January 27, 2003

The Ruralization of the Internet

Adam at V-2 points out several graphics that amply illustrate the socio-geographic divide that underpins the internet. The first is an excellent interactive graphic showing the distribution of blogs around the world. The result is remarkably predictable. The usual suspect of Europe, America and whiter of the English Commonwealth countries lead the pack, with Japan also showing up respectably. Mainland Asia and the Southern Hemisphere? Barely there. The second graphic, a map of all the wi-fi spots in Manhattan shows the same digital divide reoccurring fractal like on a smaller scale. Harlem and points north are poorly represented, while the far wealthier areas of the southern half of the island are virtually blanketed with points. The very scary exception is the chunk of downtown comprised almost entirely of government buildings, which appears to be wi-fi free...

Now the digital divide is a well known phenomena, all be it one that still hasn't been solved. I'm more interested in the distribution of people and information on the internet itself. And what's worries me about those distributions is that they have very strong magnifying potential. That on the internet itself we will find a distribution of power, where certain social groups will find themselves in privileged places that allow for a consolidation of power.

I only have anecdotal evidence of the stratification of the internet, but its enough to be worrying. There are only a few strong social structures on the web: mailing lists, bulletin boards and their cousin the usenet, chat rooms, and linkrings are the ones I can think of offhand.

These communities often start out completely open, anyone can post or join in, provided of course they can find the place. But as these communities grow in prominence they begin to attract unruly members. Spammers and trolls are the most notorious problems. At the same time the shear effects of growth often hurt the community. Signal to noise ratios worsen, or the volume of the noise just gets loud enough to be annoying. The shear number of posts can discourage participation, and the new members often repeat old conversations at the annoyance of the old guard. The result is a need to regulate the community.

Dataset rows ▸
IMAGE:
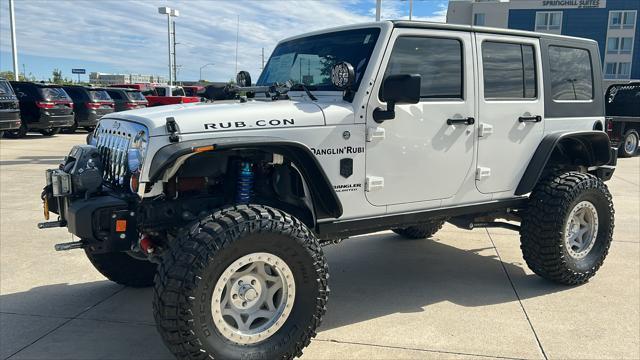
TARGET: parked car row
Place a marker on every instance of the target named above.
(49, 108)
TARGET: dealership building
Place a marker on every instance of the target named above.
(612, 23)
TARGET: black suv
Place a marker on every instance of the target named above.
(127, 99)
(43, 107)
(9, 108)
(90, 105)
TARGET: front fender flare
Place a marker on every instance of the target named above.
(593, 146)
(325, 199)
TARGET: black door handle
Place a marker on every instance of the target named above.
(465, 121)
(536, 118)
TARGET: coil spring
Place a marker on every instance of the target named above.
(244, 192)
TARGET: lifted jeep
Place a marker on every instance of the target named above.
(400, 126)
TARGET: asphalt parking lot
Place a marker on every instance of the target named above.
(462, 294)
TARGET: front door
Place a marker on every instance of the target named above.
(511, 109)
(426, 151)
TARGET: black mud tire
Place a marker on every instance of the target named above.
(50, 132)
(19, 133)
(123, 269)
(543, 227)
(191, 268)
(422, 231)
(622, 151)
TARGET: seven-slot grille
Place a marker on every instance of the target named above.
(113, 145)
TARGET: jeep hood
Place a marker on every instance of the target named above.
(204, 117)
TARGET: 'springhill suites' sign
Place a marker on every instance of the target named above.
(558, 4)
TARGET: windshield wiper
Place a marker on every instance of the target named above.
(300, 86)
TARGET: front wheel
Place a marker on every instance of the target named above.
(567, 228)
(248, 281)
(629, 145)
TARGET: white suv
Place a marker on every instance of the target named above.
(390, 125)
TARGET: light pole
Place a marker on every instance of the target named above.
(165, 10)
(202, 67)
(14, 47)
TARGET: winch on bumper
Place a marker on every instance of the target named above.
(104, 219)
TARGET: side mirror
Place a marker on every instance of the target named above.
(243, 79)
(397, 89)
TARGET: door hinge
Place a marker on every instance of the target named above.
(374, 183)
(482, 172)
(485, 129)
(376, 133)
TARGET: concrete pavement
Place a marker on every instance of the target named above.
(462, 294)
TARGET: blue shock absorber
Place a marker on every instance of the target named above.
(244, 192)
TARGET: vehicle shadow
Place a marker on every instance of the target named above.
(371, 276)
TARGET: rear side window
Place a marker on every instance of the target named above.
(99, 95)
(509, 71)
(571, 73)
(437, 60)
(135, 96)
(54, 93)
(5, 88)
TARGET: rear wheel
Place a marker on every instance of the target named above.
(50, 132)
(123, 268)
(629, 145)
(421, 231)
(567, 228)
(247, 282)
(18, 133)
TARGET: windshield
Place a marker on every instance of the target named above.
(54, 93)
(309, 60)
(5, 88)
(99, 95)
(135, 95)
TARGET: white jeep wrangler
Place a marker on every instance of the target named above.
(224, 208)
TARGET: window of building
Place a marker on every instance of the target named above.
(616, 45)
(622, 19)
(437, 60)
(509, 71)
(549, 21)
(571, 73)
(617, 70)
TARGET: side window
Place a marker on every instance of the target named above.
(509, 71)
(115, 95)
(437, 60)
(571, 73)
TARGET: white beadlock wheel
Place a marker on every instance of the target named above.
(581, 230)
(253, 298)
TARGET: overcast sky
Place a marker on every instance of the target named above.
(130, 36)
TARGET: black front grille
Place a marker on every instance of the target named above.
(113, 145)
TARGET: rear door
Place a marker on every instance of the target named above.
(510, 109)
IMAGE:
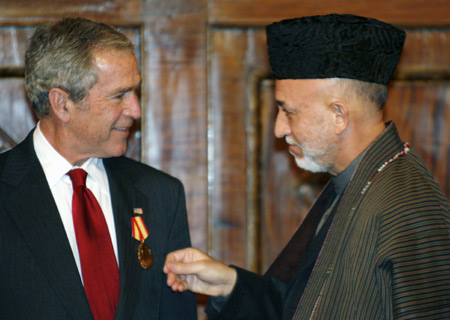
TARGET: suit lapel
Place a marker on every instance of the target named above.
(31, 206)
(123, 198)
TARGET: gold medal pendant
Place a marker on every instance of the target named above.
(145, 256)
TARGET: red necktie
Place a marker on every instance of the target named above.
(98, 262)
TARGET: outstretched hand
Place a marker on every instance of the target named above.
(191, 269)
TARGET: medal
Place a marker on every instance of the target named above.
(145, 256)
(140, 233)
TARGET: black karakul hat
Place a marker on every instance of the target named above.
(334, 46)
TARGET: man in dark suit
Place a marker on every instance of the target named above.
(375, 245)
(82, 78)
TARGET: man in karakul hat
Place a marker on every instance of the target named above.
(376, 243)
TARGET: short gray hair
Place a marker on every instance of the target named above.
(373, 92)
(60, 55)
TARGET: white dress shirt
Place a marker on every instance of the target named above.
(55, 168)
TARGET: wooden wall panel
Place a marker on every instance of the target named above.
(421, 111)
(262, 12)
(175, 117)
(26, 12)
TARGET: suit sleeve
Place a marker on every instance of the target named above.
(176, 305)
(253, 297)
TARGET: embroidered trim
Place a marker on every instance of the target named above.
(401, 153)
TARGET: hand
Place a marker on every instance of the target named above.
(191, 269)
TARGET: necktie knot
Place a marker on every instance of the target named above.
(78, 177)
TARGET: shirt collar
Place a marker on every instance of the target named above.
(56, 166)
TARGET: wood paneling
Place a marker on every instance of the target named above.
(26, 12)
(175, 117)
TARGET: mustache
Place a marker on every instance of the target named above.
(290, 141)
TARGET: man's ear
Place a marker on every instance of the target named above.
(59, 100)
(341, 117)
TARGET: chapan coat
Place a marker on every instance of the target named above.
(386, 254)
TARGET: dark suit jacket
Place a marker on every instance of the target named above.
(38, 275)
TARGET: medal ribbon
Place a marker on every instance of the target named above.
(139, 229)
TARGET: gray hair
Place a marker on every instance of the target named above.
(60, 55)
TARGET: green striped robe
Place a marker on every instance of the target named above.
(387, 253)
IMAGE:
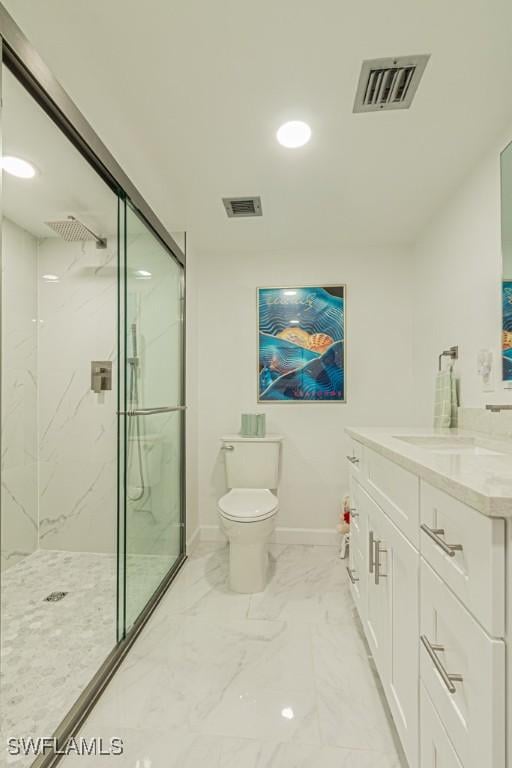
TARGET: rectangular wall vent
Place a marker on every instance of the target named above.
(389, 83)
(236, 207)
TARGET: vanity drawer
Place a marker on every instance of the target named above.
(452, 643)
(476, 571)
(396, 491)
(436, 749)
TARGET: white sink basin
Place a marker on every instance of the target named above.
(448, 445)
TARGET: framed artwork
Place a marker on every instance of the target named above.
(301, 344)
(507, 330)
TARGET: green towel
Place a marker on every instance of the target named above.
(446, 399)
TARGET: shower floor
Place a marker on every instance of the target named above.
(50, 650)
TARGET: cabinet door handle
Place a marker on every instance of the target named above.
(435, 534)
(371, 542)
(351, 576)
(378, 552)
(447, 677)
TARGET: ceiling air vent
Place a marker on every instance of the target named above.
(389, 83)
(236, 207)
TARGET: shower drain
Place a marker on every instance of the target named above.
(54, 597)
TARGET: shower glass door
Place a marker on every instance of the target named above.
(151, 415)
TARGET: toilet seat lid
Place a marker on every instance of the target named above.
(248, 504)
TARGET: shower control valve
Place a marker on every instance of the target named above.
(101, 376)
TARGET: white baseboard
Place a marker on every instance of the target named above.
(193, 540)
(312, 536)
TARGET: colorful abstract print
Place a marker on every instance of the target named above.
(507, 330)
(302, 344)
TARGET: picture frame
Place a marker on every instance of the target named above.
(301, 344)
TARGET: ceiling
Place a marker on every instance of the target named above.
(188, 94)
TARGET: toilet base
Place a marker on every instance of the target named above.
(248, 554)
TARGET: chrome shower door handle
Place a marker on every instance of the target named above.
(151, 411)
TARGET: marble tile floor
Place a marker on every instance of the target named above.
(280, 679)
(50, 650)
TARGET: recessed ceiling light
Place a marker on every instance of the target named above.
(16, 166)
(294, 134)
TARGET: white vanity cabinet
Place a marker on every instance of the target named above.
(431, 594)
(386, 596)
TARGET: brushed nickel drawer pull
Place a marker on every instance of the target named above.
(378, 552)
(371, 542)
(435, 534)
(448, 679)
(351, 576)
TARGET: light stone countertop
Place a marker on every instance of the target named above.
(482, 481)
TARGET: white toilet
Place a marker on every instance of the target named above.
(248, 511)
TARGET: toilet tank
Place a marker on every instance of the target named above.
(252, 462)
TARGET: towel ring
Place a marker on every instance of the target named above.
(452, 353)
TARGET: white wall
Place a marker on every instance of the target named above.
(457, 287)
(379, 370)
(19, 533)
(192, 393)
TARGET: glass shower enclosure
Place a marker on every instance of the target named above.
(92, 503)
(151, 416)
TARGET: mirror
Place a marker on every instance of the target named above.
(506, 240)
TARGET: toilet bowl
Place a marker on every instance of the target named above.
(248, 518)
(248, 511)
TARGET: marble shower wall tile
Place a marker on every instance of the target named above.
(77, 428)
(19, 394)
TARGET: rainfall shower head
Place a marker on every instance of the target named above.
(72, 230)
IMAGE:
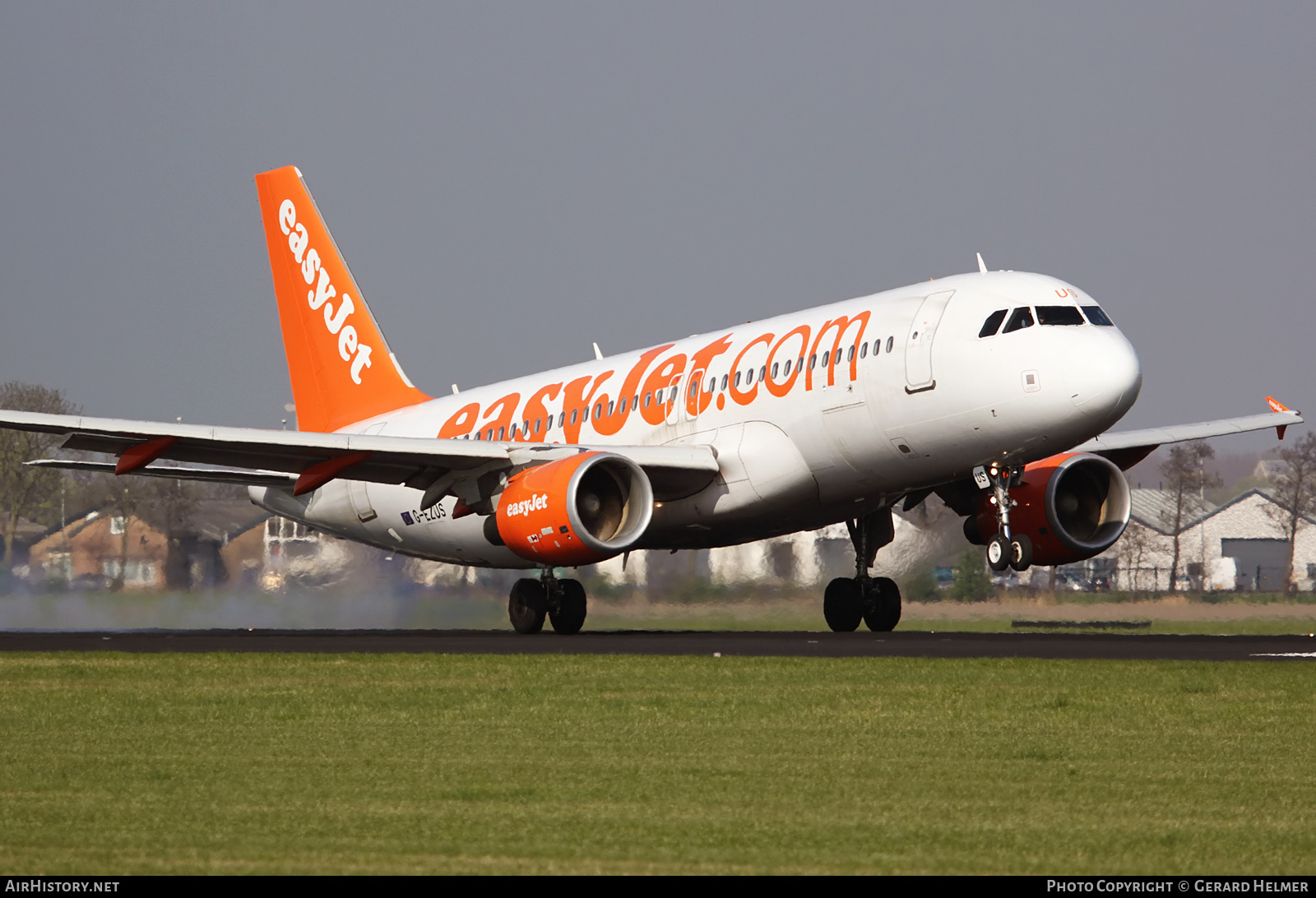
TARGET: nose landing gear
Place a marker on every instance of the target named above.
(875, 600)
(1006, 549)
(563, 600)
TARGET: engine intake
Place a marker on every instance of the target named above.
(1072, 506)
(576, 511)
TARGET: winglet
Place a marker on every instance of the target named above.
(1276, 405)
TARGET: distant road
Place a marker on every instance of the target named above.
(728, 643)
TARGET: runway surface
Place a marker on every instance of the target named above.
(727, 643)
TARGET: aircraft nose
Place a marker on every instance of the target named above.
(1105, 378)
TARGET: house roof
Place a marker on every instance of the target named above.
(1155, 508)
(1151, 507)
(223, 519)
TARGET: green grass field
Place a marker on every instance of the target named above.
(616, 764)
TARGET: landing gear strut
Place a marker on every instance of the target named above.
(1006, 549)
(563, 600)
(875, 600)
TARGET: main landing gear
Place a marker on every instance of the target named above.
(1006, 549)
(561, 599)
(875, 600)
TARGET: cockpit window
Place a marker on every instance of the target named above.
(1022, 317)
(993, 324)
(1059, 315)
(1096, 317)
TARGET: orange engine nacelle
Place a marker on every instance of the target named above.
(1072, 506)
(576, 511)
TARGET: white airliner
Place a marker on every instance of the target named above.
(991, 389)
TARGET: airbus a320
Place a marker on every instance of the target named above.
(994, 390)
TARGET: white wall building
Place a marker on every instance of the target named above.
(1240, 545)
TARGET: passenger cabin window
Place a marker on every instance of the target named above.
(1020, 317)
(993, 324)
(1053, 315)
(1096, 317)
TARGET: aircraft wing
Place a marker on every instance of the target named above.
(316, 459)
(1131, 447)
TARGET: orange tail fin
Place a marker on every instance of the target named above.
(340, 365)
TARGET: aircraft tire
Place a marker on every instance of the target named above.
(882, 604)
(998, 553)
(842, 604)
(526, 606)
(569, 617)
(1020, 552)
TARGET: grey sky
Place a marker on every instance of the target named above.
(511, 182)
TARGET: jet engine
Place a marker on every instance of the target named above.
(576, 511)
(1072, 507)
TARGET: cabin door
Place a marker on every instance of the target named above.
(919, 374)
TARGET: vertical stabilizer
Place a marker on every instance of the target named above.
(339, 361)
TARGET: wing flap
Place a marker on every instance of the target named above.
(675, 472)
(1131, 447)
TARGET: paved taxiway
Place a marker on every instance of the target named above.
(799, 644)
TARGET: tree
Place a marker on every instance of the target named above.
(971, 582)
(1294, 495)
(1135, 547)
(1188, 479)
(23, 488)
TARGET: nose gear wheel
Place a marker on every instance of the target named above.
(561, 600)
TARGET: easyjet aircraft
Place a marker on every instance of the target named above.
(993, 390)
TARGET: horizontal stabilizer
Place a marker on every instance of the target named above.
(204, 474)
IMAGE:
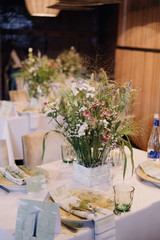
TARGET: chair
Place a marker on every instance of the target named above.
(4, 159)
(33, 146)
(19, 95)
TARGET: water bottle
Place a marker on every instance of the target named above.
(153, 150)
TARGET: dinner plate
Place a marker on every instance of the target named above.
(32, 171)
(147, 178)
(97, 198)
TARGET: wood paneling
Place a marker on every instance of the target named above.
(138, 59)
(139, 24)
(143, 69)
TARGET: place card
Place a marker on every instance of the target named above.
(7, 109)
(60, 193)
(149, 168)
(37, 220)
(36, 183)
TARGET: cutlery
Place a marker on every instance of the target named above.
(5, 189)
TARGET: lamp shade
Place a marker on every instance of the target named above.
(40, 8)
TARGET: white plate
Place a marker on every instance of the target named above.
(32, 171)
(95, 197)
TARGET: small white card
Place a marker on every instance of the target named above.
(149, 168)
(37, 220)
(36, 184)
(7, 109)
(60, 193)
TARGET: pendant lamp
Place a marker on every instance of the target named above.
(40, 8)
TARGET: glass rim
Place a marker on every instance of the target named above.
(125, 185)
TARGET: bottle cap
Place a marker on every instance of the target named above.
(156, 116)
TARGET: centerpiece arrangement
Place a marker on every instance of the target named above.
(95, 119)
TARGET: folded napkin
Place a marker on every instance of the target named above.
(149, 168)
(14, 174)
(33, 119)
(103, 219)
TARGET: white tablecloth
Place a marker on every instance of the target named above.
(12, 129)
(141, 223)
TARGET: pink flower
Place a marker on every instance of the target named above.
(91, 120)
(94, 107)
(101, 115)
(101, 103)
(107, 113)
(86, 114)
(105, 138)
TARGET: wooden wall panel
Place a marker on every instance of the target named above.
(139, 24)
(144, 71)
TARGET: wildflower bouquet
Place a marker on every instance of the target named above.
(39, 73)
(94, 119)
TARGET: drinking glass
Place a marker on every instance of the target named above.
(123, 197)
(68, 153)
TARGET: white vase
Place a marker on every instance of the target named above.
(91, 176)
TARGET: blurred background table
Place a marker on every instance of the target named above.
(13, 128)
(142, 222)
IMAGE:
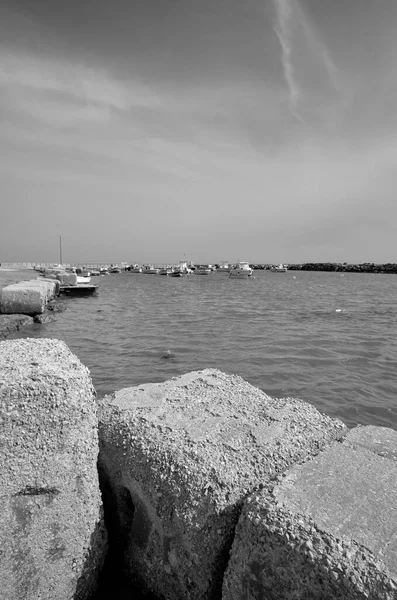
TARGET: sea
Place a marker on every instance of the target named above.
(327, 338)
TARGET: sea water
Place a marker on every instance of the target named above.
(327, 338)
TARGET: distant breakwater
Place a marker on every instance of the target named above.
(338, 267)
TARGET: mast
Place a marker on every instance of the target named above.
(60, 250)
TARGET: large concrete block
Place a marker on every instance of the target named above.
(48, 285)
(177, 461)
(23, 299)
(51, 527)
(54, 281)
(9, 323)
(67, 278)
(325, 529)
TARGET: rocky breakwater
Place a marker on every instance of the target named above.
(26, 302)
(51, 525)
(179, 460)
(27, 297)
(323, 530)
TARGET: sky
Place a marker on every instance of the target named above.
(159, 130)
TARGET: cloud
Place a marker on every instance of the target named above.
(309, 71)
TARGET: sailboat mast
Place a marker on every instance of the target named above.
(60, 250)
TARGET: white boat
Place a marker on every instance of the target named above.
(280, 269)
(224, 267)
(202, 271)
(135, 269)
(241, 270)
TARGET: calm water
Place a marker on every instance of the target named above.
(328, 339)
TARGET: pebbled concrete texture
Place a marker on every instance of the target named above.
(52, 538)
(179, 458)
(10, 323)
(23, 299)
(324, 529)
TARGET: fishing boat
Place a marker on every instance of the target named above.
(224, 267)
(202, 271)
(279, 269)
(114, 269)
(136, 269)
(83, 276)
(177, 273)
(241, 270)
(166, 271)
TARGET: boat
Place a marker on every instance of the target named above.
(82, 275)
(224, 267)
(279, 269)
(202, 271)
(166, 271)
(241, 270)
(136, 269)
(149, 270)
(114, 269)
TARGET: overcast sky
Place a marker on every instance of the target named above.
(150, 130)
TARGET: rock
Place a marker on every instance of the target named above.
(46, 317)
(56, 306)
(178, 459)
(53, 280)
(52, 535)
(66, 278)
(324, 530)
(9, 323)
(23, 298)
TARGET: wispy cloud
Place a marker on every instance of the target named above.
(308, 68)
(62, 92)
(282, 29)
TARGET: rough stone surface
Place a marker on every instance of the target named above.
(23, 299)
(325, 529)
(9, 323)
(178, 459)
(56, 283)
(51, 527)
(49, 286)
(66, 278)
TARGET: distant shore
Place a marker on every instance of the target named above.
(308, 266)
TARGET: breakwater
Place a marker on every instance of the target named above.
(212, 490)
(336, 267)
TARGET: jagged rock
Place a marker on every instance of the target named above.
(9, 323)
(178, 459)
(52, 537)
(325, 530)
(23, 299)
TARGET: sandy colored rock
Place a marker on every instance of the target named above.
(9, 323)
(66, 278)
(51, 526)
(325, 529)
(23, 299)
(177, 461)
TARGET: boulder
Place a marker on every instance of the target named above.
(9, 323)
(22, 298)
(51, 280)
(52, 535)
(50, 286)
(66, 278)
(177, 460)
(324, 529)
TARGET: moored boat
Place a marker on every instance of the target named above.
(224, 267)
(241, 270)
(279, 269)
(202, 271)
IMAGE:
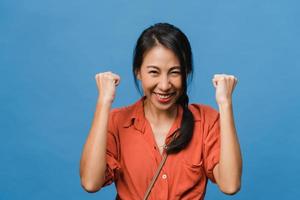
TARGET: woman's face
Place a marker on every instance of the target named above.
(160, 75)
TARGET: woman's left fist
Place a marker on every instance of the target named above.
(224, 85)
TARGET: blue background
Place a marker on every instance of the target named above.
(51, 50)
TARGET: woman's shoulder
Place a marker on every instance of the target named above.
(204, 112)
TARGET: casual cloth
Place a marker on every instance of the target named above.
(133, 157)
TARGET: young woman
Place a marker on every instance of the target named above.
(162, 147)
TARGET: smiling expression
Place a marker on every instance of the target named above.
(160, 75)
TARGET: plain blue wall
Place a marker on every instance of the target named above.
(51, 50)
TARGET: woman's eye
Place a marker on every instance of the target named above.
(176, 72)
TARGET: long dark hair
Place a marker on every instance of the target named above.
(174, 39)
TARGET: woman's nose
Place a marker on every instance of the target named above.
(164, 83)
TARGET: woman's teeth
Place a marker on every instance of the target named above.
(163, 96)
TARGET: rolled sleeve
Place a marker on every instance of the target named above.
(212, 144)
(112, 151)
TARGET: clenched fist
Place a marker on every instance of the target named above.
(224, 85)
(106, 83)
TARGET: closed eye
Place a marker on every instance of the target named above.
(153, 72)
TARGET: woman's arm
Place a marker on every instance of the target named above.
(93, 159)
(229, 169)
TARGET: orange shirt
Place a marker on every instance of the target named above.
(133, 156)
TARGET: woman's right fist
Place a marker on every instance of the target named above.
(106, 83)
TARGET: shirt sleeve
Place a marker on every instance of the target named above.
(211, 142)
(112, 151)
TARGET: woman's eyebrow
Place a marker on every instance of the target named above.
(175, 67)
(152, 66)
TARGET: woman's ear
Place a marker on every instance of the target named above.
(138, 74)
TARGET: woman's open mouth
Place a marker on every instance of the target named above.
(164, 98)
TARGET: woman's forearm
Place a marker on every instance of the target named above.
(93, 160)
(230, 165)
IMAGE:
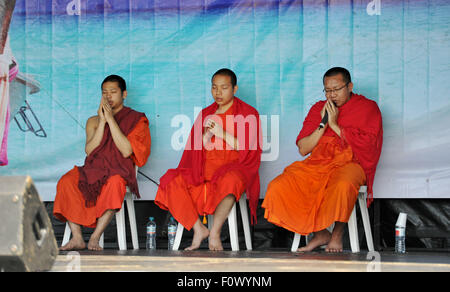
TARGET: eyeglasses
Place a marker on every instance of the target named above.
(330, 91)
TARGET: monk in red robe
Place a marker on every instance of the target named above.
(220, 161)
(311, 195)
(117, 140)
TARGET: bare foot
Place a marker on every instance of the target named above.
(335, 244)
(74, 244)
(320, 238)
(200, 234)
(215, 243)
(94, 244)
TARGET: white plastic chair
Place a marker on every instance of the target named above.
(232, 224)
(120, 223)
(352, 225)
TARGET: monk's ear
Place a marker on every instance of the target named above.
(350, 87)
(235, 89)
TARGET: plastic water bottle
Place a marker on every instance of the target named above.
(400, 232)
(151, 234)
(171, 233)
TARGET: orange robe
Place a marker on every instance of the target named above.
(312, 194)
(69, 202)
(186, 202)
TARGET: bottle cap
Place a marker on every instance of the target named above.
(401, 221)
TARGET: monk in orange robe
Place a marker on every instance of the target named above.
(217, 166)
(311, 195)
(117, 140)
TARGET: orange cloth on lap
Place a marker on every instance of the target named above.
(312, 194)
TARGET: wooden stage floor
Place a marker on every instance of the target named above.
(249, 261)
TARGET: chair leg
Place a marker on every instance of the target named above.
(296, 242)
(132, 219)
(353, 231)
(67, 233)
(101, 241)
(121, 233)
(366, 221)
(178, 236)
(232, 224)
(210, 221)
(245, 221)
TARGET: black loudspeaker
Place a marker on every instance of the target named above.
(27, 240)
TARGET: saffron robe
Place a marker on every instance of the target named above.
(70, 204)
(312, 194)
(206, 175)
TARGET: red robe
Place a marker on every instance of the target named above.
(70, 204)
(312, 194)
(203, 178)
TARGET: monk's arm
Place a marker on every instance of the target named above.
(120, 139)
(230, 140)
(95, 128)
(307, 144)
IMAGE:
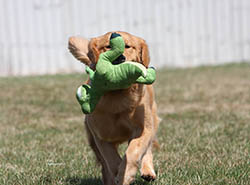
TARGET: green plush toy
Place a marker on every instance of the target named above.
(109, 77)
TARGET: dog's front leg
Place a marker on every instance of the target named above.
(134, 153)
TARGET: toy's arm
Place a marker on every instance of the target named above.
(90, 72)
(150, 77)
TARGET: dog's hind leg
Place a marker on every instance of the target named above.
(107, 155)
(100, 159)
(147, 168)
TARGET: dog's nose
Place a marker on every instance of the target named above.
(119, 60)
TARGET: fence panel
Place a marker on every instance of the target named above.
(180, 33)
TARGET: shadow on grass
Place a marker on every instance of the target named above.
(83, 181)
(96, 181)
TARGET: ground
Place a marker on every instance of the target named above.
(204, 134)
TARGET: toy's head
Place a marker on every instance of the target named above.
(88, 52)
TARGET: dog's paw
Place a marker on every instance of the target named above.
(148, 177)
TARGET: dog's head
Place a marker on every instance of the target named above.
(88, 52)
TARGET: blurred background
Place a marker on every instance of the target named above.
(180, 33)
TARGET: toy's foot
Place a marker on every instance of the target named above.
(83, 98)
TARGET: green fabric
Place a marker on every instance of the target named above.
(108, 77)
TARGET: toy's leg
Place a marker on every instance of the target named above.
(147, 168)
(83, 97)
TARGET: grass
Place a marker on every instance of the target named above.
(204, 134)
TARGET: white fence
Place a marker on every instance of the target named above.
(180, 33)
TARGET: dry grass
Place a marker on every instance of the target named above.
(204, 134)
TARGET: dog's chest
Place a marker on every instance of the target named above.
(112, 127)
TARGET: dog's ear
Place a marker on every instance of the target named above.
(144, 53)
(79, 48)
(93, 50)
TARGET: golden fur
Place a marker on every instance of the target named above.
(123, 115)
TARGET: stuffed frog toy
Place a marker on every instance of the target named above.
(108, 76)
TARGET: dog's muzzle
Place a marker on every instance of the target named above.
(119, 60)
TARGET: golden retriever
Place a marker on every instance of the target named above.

Objective A ▸ Render this sentence from the post on the ruralization of the internet in French: "Spammers and trolls are the most notorious problems."
Objective B ▸ Continue the post on the ruralization of the internet, picking up after its last sentence.
The data has no connection to the post about the internet's digital divide.

Exercise answer A ▸ Les spammeurs et les trolls sont les problèmes les plus notoires.

Exercise answer B ▸
There are a handful of techniques of regulation. Slashdot and Kuro5hin style user moderation are among the most democratic. Often only a few individuals are allowed to moderate. But moderation is an intensive job, often its easier to just close the gates. Some sites like the late Dreamless hide their entrance so only those in the know can get access. Others like the Pho list require members to apply for entry. The most exclusive like John Brockman's Edge list are invitation only, a secret society for the information age. Linkrings like those found in the blogger community, are an organic form of invitation only. Bloggers tend to post links to other bloggers they like. Follow these links and you'll quickly wind up back at your starting point. These links tend to reinforce each other, strengthening the positions of the most prominent bloggers, while pushing others to the sidelines.

None of this is a huge surprise. It mirrors the processes found in governments, religions, secret societies and businesses. Like minded people tend to seek each others company and find that keeping others out increases the level of conversation. And often increases their power as well. The internet just makes this process fast and global. If news aggregators and the like represent a suburbanization of the internet, then this is a far older process, a tribalization, or ruralization of the internet.

Each social group is a remarkably isolated information bubble. It might have some established trading routes with other groups with similar interests, but thats about it. The nettime list for instance is limited to discussions of the social implications of technology with a dose of politics and art. Posts from the rhizome net art list, or the futurefeedforward scifi satire list are sometimes brought into the mix by certain trader individuals. But the subjects are well defined, and as insular as an isolated agricultural village. And since these groups often serve as news sources for members, they restrict the diversity of information even more then news aggregators can.

When power is thrown into the mix the result is stratification. A closed group with many powerful members serves to consolidate power. They have an excellent means of communication and sharing information. A group with a few powerful members and other less powerful ones can work as a funnel, bringing members into more prominent positions. And groups without much power? They just get locked out.

Combine this effect with the already existing digital divide and the result is amplification. For all the talk of internet revolution and how it evens the playing field its just not true. Sure there are opportunities for new groups to seize power, new ways for oppositions to organize. But like all revolutions the promises of power for everyone rapidly seem to be shifting towards power to a new group of people. The more things change...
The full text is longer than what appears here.